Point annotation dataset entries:

####################

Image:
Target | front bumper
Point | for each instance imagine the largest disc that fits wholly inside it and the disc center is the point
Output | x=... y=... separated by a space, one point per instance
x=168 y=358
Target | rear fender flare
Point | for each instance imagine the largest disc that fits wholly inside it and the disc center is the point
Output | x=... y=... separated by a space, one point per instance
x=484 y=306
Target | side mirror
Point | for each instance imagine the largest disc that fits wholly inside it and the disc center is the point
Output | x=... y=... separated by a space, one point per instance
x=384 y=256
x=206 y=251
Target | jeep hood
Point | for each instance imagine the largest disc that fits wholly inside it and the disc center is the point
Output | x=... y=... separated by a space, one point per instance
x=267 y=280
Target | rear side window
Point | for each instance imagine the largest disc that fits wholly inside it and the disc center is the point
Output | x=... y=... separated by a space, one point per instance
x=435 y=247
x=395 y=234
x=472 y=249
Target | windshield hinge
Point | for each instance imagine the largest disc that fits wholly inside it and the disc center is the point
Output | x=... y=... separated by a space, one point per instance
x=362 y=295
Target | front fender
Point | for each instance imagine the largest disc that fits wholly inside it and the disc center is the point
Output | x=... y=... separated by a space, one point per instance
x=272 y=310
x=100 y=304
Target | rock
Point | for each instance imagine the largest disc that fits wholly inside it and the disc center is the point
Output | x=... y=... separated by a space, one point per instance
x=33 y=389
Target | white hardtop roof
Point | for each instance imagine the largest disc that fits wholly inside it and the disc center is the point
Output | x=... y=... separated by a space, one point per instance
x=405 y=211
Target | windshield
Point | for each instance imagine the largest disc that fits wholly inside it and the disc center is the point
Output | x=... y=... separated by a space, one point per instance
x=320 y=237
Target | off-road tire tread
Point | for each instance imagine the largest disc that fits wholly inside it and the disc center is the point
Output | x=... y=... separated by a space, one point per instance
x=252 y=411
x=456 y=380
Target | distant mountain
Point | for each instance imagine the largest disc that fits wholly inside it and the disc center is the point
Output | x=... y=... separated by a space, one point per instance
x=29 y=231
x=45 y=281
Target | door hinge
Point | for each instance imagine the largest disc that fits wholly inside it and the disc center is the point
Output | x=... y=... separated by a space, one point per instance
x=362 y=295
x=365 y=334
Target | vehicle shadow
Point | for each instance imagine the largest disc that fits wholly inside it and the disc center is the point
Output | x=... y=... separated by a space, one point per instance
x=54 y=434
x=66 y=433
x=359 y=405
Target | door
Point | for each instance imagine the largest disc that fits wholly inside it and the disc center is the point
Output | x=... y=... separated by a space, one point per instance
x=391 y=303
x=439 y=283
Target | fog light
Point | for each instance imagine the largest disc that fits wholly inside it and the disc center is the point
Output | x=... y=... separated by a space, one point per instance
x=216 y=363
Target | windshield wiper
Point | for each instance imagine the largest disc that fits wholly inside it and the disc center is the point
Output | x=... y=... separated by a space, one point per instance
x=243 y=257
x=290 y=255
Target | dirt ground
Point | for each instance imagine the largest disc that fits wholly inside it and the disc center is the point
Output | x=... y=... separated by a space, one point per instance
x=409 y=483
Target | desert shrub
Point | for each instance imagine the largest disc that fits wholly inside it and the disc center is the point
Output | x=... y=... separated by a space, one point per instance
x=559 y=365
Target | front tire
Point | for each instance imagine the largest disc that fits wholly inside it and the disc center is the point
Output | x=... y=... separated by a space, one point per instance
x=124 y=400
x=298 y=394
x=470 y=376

####################

• What to do:
Substitute "circle" for "disc" everywhere it occurs in the entries above, and write out all the entries again with nothing else changed.

• Complete answer:
Image:
Target | front bumper
Point | for each instance imagine the largest circle that fits wholly inside it and the circle center is the point
Output | x=... y=... separated by a space, one point per instance
x=168 y=358
Target | rear fender flare
Point | for each instance imagine the largest circle that fits wholly inside it and the circle center is the point
Output | x=... y=... separated by a space, one point per instance
x=484 y=306
Target | side mirror
Point | for each instance imagine the largest circle that fits wholly inside it and the circle center is the point
Output | x=... y=... separated by a space, one point per instance
x=384 y=256
x=206 y=251
Target | jeep hood
Point | for each instance imagine the largest circle that fits wholly inside it and the circle center is the point
Output | x=... y=... separated by a space, one point per instance
x=267 y=280
Target | rear side window
Point | for each instance imagine the largest circle that fits wholly inside it and the circle center is the point
Output | x=... y=... separated by a space, one point per instance
x=435 y=247
x=395 y=234
x=472 y=249
Target | windshield hinge
Point | for each instance imagine the largest circle that fits wholly inside it and the circle center is the point
Output | x=... y=... separated by a space, one point per instance
x=362 y=295
Target | front fender
Point | for each instance imagine the largest circle that fits wholly inside it and the circle center is the point
Output | x=... y=... separated by a space, one point per instance
x=272 y=310
x=100 y=304
Target | rock
Point | for each instance imagine the largest circle that fits wholly inside it and the circle center is the point
Output | x=... y=... separated by a space, one point per instance
x=33 y=389
Target | white hardtop roof
Point | for each instance imagine the largest circle that fits wholly inside it and the circle center is the point
Output | x=... y=... separated by a space, one point per instance
x=405 y=211
Target | windshield
Point | for each instance imagine the largest circle that fits wholly inside it and the circle center is the point
Output | x=... y=... separated by a space, one point per instance
x=320 y=237
Target | off-road tire tread
Point | for each instance imagine the largest circle that fits wholly inside it and the circle center is the point
Output | x=... y=... separated by a space, one point per instance
x=252 y=411
x=456 y=380
Target | distant mountain
Point | for each instance imagine the largest circle that fits wholly inside it and the circle center is the point
Output | x=... y=... separated by a space, one point per instance
x=29 y=231
x=45 y=281
Target | door hinge
Point | for each instance imagine the largest circle that fits wholly inside it and the circle center is the point
Output | x=... y=... separated by a space, one point per instance
x=362 y=295
x=365 y=334
Target | vehicle shadow
Point | for each instance imagine the largest circle that fits wholly inside it and the circle center is the point
Output | x=... y=... separated by a space, one point per instance
x=54 y=434
x=66 y=433
x=359 y=405
Target | door
Point | for each instance imagine the largest circle that fits wholly inside it and the circle center is the point
Output | x=... y=... separated by a space, one point per instance
x=391 y=303
x=439 y=283
Target | fog light
Point | for each instance imagine the largest circle that fits wholly inside it and the circle center is the point
Output | x=... y=... separated by a space, one point per instance
x=216 y=363
Target | windshield wiper
Point | for each instance imagine the largest circle that fits wholly inside it and the circle center is the point
Output | x=... y=... separated by a space, one point per instance
x=243 y=257
x=290 y=255
Target | dirt ground
Point | for each instance imagine the largest circle that fits wholly inside it and the circle center is the point
Output | x=... y=... separated by a space, one point per instance
x=409 y=483
Target | desert shrub
Point | for each instance imagine the largest circle that fits wholly inside it and the circle center is the point
Output | x=... y=... separated by a space, one point per instance
x=559 y=365
Target | front tire
Point | for each instance imagine the largest circle that fits wholly inside it and the circle center is the point
Output | x=... y=... separated by a space, one point per instance
x=124 y=400
x=298 y=394
x=470 y=376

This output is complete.